Repeat word for word the lines from the top of the records through the line containing "box: [88, 5, 164, 61]", and skip the pictures.

Stored data

+===+

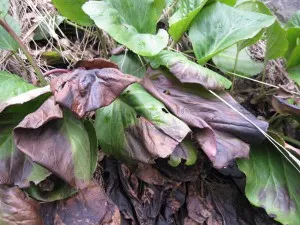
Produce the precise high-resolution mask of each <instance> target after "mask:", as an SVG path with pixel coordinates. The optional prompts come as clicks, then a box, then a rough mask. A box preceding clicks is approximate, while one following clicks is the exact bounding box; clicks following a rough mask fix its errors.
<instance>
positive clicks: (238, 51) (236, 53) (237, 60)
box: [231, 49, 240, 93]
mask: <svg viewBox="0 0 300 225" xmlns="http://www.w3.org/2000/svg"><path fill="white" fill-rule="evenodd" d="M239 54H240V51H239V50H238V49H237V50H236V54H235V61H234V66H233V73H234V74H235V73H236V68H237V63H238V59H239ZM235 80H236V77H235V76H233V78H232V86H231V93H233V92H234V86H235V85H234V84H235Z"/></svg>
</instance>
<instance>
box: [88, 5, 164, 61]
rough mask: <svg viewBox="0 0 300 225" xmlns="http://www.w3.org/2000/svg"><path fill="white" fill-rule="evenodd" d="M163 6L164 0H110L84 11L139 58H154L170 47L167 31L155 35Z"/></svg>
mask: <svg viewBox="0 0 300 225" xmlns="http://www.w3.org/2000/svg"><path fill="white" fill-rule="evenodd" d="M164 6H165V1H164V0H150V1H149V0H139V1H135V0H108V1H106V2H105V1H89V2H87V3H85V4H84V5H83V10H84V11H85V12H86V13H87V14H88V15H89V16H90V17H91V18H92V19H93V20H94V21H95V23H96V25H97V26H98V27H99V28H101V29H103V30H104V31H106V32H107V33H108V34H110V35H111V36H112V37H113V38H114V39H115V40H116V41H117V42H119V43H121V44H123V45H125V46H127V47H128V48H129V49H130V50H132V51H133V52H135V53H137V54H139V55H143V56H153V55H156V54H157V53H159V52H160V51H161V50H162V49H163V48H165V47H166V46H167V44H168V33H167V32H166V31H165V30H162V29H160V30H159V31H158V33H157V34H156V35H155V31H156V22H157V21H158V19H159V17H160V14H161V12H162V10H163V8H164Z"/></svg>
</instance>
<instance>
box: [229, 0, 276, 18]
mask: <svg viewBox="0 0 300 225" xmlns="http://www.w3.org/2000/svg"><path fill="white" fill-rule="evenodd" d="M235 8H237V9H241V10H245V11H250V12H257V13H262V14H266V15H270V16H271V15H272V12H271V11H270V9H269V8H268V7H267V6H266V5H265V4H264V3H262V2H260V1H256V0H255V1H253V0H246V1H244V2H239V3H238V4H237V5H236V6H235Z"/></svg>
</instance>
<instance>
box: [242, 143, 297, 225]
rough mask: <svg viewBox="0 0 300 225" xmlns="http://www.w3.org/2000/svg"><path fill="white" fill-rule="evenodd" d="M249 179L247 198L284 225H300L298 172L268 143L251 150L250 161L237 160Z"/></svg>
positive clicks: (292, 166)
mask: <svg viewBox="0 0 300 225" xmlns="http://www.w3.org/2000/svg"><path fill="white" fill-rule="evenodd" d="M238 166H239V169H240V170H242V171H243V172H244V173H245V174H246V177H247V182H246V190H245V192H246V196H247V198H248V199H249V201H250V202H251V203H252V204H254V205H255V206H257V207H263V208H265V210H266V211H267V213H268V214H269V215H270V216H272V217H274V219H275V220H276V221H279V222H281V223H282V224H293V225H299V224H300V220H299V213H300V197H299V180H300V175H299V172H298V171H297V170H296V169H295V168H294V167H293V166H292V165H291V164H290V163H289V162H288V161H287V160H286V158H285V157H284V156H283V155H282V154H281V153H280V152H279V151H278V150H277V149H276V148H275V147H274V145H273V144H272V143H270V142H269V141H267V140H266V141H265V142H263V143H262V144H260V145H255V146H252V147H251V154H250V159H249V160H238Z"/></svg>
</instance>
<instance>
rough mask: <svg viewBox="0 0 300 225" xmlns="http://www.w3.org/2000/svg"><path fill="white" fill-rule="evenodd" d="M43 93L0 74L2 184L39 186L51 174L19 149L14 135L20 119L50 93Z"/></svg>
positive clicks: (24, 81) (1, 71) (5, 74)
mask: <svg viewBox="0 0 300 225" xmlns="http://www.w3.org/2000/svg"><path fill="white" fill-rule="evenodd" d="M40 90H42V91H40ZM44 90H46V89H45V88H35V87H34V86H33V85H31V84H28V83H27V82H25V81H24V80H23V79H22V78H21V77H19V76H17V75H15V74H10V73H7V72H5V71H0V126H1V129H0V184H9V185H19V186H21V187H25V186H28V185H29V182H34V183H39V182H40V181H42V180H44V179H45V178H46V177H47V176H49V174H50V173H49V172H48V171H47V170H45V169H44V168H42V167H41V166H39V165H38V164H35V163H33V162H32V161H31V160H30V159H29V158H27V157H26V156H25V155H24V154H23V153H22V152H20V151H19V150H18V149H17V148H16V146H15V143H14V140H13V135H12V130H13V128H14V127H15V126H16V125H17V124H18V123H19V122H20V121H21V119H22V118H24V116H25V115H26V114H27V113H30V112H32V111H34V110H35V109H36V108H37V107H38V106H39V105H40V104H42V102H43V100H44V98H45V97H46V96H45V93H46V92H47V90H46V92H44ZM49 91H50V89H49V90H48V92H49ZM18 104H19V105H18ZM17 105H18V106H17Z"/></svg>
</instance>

+===+

Answer for the task:
Produce the precise high-resolution mask of each <instance> target after "mask:", as an SVG path with pixel coordinates. The optional prompts come as clicks, then a box, then a rough mask. A box preceding clicks is approximate, while one following clicks is the exact bounding box; clicks following a rough mask fix its errors.
<instance>
positive clicks: (238, 51) (236, 53) (237, 60)
box: [231, 49, 240, 93]
mask: <svg viewBox="0 0 300 225" xmlns="http://www.w3.org/2000/svg"><path fill="white" fill-rule="evenodd" d="M239 54H240V51H239V50H238V49H237V50H236V54H235V61H234V66H233V73H234V74H235V73H236V68H237V63H238V59H239ZM235 80H236V77H235V76H233V78H232V86H231V93H233V92H234V86H235V85H234V84H235Z"/></svg>
</instance>
<instance>
box: [88, 5, 164, 61]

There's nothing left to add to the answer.